▶ [WHAT TO WORK ON]: Write the next part of the court opinion on Mr. Carter's release from St. Elizabeth's Hospital, picking up after its last sentence.

▶ [QUOTED PASSAGE]:
The opinion of the court was delivered by: GESELL
This matter is again before the Court on the further applications of St. Elizabeth's Hospital and Mr. Carter that Mr. Carter be released, either unconditionally or conditionally, for maximum security at the Hospital where he is being held, having been found not guilty by reason of insanity. Recent previous proceedings involving Mr. Carter are covered by this Court's Order of January 6, 1975, and the decision of the United States Court of Appeals for the District of Columbia Circuit in No. 75-1110 (July 22, 1975).
A medical staff conference held November 18, 1975, determined that there is no longer a basis for diagnosing Mr. Carter as a sexual sadist and that "the patient is without mental disorder." A copy of the staff report is annexed. The record contains the pertinent St. Elizabeth's file, a voluminous document, and, in addition, the Court had the benefit of the testimony of Dr. Joseph T. Smith, the psychiatrist on the staff of St. Elizabeth's most directly responsible for the present diagnosis and recent care of Mr. Carter. Dr. Smith altered his prior testimony somewhat because of two circumstances: first, a more scientifically grounded determination that Mr. Carter does not suffer from any organic brain damage; and, second, Mr. Carter's new unsworn acknowledgement that he made up his insanity defense out of whole cloth from the outset.
Based on the entire record the Court is satisfied that no basis exists for continuing Mr. Carter as a patient at St. Elizabeth's. Although Mr. Carter apparently bamboozled the U.S. Attorney and St. Elizabeth's, the proof as a whole establishes he is without mental disorder. The present state of Mr. Carter's health controls. Dixon v. Jacobs, 138 U.S.App.D.C. 319, 427 F.2d 589 (1970).

Point-per-instance location data
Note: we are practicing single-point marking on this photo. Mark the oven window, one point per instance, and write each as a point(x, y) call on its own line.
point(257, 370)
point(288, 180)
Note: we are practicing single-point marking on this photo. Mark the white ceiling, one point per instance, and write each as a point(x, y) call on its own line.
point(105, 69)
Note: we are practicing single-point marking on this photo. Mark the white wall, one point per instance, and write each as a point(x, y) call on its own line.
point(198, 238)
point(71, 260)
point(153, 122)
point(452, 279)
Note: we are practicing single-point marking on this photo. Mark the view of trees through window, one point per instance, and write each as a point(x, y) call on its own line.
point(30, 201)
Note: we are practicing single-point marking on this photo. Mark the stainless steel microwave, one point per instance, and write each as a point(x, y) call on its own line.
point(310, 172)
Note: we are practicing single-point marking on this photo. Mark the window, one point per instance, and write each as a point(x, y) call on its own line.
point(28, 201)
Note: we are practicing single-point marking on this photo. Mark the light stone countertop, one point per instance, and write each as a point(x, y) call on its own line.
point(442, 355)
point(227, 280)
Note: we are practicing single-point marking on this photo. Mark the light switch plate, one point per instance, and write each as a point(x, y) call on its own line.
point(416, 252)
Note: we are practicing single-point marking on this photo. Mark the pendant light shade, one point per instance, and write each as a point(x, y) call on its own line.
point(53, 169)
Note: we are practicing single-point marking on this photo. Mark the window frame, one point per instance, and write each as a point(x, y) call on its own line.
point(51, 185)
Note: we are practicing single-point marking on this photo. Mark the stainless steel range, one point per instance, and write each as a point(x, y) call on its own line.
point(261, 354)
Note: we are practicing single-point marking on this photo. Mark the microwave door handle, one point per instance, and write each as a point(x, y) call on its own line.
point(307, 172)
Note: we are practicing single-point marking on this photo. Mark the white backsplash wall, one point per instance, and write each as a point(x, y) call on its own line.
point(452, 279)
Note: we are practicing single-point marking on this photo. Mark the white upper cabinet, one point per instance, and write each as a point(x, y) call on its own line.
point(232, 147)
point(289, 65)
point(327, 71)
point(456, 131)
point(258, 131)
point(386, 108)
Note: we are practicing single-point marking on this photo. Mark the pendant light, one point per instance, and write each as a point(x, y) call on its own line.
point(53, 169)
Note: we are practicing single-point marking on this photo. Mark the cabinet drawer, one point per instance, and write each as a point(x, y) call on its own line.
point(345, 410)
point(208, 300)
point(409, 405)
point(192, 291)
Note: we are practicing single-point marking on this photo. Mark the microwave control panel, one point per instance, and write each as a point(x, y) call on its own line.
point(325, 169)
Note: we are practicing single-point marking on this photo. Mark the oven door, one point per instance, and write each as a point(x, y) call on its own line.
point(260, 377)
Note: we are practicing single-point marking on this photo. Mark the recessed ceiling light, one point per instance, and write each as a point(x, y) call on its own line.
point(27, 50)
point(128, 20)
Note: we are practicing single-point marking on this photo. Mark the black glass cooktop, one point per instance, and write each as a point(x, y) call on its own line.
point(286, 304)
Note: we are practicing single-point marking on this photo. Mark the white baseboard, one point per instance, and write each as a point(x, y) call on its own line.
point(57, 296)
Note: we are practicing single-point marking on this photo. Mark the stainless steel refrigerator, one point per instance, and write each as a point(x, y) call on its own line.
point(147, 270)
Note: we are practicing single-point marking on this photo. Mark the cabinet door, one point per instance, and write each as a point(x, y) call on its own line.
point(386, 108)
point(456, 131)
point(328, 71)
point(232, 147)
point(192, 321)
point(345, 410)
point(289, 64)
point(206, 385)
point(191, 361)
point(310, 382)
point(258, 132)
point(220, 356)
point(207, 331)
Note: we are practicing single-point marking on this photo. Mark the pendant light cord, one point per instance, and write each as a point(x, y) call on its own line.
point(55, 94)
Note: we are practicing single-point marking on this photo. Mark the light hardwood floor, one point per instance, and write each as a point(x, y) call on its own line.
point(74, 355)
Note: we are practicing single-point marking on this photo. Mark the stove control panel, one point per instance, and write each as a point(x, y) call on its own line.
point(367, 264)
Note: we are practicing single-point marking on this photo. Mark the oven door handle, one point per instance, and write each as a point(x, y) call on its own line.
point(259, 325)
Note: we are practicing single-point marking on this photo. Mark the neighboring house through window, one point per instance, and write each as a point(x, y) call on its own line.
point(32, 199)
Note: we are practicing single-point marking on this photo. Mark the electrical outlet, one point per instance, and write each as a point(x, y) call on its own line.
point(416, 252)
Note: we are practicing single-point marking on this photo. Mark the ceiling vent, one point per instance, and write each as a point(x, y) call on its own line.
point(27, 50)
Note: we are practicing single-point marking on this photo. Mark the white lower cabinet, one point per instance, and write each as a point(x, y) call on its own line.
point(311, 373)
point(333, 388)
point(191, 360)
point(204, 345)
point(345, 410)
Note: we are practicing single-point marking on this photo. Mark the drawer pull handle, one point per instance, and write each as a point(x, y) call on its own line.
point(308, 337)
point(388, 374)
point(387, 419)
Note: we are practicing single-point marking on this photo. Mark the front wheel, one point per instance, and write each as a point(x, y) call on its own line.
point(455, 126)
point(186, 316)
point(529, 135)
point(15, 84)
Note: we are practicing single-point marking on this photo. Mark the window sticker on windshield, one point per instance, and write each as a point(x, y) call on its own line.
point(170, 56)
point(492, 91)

▶ [RESPONSE]:
Obviously the appropriate thing to do would be to set aside the not guilty finding and prosecute for the underlying offense. It is apparent, however, that the finding of not guilty by reason of insanity cannot be reopened or re-examined. Kepner v. United States, 195 U.S. 100, 24 S. Ct. 797, 49 L. Ed. 114 (1904); Fong Foo v. United States, 369 U.S. 141, 82 S. Ct. 671, 7 L. Ed. 2d 629 (1962); Illinois v. Somerville, 410 U.S. 458, 93 S. Ct. 1066, 35 L. Ed. 2d 425 (1973).
A prodigious judicial effort has been devoted to the "insanity defense" in criminal cases over the last two decades, particularly in this jurisdiction. Trial judges, although never consulted in the fashioning of the changing rules, have sought to apply these rules with care and the U.S. Attorney has been responsibly attempting to make them work. A basic underlying difficulty continues to be the lack of adequate medical knowledge properly to diagnose mental illness. Very little is really known about the human mind. Doctors are obliged to reach conclusions on unconfirmed theories and facts largely obtained from the offender who can withhold or concoct data at will. Conscious of a need for greater certainty, physicians and psychologists attempt to categorize mental illnesses under constantly changing, elusive definitions. Examining experts frequently disagree. The composite attitude of the St. Elizabeth's staff itself changes, not only as theories and definitions change but because differing conclusions are reached as new staff members are added to the staff which constantly turns over. Yet, in the nature of things, judges are unable to take any action except on the advice of these experts, even though the judge recognizes that that advice in the present state of knowledge is necessarily volatile and inexact.
As long as the present system obtains, the courts must exercise their responsibility in reliance upon inadequate medical advice, and thus it will unfortunately continue to be impossible to assure adequate protection of the public which, in the end, should be a primary concern.
Mr. Carter shall forthwith be unconditionally released from St. Elizabeth's Hospital.